• Your objective: In the records, take the stretch from "Provide the mask of every instance of the row" through "Target: row of ship windows" and write those lines out again, swapping "row of ship windows" for "line of portholes" and leaving everything else unchanged.

• Given records:
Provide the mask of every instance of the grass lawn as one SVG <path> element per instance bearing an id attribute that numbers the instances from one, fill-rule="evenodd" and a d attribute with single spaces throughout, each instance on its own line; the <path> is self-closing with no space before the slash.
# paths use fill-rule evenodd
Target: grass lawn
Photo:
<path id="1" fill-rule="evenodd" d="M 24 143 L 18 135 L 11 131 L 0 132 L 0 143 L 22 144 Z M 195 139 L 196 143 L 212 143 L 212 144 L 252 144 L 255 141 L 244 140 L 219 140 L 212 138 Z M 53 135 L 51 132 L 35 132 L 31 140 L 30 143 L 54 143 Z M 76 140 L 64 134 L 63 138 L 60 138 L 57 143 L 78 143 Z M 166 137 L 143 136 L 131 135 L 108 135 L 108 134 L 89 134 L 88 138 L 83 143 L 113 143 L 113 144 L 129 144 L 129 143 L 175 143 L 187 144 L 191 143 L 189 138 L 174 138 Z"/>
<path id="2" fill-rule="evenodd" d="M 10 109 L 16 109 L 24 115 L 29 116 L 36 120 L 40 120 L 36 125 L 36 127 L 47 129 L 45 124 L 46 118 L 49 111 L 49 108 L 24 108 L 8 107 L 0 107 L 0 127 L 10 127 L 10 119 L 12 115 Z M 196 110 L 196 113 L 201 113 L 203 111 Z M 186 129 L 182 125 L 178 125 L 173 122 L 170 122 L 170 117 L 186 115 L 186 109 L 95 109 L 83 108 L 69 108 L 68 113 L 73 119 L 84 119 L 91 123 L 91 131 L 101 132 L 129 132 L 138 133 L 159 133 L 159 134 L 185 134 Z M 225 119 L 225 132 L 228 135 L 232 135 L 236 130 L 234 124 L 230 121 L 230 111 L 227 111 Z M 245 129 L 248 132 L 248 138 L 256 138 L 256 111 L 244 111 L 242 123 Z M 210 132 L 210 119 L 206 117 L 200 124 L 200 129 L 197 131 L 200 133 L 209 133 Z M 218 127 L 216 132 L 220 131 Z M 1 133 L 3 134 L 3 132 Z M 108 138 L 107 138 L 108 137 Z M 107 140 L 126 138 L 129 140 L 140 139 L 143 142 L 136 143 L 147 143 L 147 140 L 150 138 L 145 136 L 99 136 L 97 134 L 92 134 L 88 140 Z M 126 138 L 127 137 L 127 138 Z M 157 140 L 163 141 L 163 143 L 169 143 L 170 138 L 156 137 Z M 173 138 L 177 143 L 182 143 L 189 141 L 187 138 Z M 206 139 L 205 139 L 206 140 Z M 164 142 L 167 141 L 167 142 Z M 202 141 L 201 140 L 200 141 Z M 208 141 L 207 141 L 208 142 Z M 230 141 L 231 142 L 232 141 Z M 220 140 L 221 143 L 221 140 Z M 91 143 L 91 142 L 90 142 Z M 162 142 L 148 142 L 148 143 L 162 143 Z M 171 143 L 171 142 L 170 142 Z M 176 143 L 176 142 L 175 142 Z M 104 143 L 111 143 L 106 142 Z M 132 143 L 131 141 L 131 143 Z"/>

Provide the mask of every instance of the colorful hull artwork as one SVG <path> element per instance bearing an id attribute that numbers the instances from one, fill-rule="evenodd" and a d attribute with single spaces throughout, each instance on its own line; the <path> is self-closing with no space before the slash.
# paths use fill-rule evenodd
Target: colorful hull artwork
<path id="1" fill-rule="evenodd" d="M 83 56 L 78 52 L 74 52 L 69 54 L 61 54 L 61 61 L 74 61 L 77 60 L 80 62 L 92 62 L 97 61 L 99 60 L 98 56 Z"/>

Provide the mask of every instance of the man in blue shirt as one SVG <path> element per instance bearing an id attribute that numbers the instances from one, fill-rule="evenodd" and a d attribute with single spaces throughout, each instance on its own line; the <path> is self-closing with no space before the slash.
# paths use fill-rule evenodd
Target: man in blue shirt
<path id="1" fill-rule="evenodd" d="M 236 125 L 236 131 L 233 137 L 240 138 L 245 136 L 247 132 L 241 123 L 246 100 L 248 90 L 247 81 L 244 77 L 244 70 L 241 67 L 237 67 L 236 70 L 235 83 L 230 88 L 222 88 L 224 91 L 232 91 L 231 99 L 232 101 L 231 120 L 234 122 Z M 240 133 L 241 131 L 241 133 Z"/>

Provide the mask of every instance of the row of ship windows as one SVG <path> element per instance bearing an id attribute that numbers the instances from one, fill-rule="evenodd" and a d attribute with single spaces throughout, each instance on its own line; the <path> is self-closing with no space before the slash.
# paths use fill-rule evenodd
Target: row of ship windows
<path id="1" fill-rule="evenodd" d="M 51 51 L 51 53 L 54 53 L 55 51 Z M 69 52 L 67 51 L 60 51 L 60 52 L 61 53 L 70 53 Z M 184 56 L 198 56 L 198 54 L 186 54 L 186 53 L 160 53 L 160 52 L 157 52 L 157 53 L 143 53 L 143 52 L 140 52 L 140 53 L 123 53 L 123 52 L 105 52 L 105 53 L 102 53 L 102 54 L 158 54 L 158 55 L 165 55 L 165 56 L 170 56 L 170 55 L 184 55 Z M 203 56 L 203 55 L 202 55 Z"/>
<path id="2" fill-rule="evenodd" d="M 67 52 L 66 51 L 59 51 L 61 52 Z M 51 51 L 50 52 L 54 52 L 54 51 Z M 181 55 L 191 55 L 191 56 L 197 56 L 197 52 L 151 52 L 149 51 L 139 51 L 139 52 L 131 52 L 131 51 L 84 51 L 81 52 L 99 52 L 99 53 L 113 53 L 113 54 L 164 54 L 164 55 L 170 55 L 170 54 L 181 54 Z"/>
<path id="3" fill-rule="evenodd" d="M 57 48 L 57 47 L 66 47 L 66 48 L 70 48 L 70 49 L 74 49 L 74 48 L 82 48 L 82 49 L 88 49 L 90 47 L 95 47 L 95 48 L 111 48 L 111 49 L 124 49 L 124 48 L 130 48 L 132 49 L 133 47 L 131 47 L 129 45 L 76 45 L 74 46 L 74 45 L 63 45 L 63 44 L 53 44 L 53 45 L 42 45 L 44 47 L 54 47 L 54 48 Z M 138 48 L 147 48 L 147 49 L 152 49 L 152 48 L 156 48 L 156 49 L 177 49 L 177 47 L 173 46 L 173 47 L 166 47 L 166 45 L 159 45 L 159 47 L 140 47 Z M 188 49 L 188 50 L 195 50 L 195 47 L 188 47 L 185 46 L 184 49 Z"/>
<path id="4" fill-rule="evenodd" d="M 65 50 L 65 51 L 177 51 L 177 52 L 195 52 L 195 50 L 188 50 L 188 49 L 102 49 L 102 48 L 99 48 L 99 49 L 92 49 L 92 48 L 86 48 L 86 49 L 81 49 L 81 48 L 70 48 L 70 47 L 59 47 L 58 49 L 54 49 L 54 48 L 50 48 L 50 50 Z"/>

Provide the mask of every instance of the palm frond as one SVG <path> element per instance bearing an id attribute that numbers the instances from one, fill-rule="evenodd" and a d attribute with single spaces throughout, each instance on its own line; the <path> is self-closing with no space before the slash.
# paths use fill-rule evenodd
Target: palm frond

• Written response:
Provide the mask of every instance of the line of portholes as one SVG <path> element per instance bearing an id attribute that numbers the instances from one, fill-rule="evenodd" and a d attribute with single spaces throughout, each instance on its own line; the <path> is self-closing with no space before the slash.
# paths use fill-rule evenodd
Target: line of portholes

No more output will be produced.